> **Request**
Repeat every line of the listing below exactly, minus the pictures.

□ □ □

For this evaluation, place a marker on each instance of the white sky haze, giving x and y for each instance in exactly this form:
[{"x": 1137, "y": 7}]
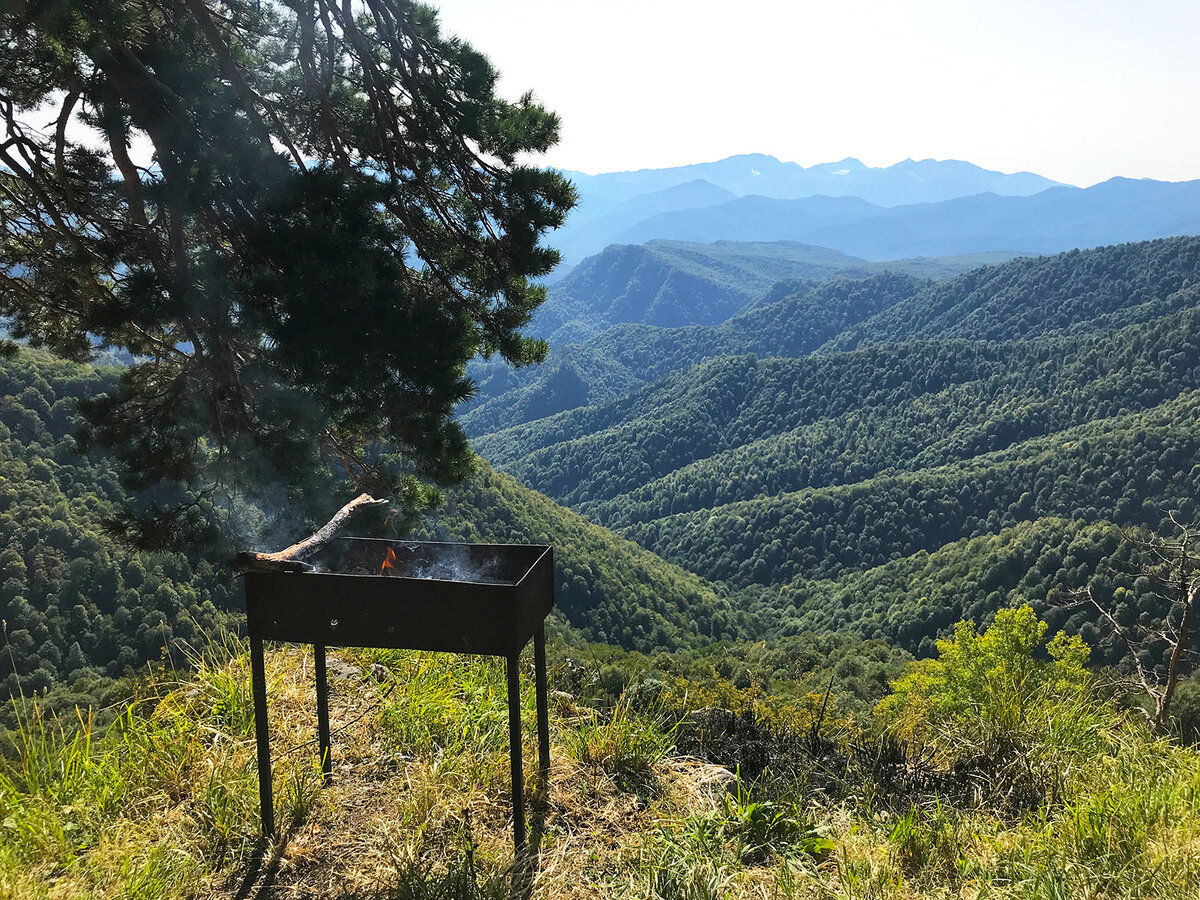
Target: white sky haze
[{"x": 1075, "y": 91}]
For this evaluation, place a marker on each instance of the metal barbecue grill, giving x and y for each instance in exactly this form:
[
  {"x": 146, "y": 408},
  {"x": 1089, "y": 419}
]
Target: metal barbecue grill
[{"x": 484, "y": 599}]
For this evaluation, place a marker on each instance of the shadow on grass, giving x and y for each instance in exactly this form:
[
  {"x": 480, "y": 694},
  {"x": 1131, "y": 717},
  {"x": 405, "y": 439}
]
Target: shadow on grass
[{"x": 460, "y": 881}]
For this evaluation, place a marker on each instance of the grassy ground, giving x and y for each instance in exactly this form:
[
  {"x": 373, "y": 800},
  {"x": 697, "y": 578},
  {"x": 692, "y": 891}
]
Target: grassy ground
[{"x": 163, "y": 802}]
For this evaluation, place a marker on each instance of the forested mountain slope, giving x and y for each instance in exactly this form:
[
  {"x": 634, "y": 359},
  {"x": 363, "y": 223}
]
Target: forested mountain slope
[
  {"x": 76, "y": 604},
  {"x": 1097, "y": 288},
  {"x": 676, "y": 283},
  {"x": 79, "y": 606},
  {"x": 1128, "y": 469},
  {"x": 1031, "y": 389},
  {"x": 792, "y": 319},
  {"x": 609, "y": 588},
  {"x": 1015, "y": 408}
]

□ □ □

> **Output**
For this evaluation, place a marker on each instance of the white sky haze, giving x and y for each instance in exactly this form:
[{"x": 1137, "y": 7}]
Target: white sky haze
[{"x": 1075, "y": 91}]
For this evaluation, place a marker on each instance of the metal barbecue grill, giving x and y for each instance in exactly this form:
[
  {"x": 146, "y": 408},
  {"x": 1089, "y": 419}
]
Target: metal barbecue grill
[{"x": 484, "y": 599}]
For this evaluation, place a marker on each instance of the shadow on grass, giving x and y for each instance in exactly this form:
[
  {"x": 480, "y": 694},
  {"x": 1131, "y": 717},
  {"x": 405, "y": 439}
]
Target: shadow on grass
[{"x": 460, "y": 881}]
For this evaluation, place a marker on each instance of the grassy ground, giving x and y for each instance in exactly this form:
[
  {"x": 373, "y": 800},
  {"x": 697, "y": 578},
  {"x": 692, "y": 891}
]
Target: grassy ground
[{"x": 163, "y": 802}]
For this evaluation, place a marker on each instance of the forested mountain slope, giving x and y for each instance in exactly this form:
[
  {"x": 634, "y": 359},
  {"x": 363, "y": 223}
]
Target: forested mountain slope
[
  {"x": 76, "y": 604},
  {"x": 1097, "y": 288},
  {"x": 676, "y": 283},
  {"x": 79, "y": 606},
  {"x": 1128, "y": 469},
  {"x": 1031, "y": 389},
  {"x": 792, "y": 319},
  {"x": 609, "y": 588},
  {"x": 1015, "y": 408}
]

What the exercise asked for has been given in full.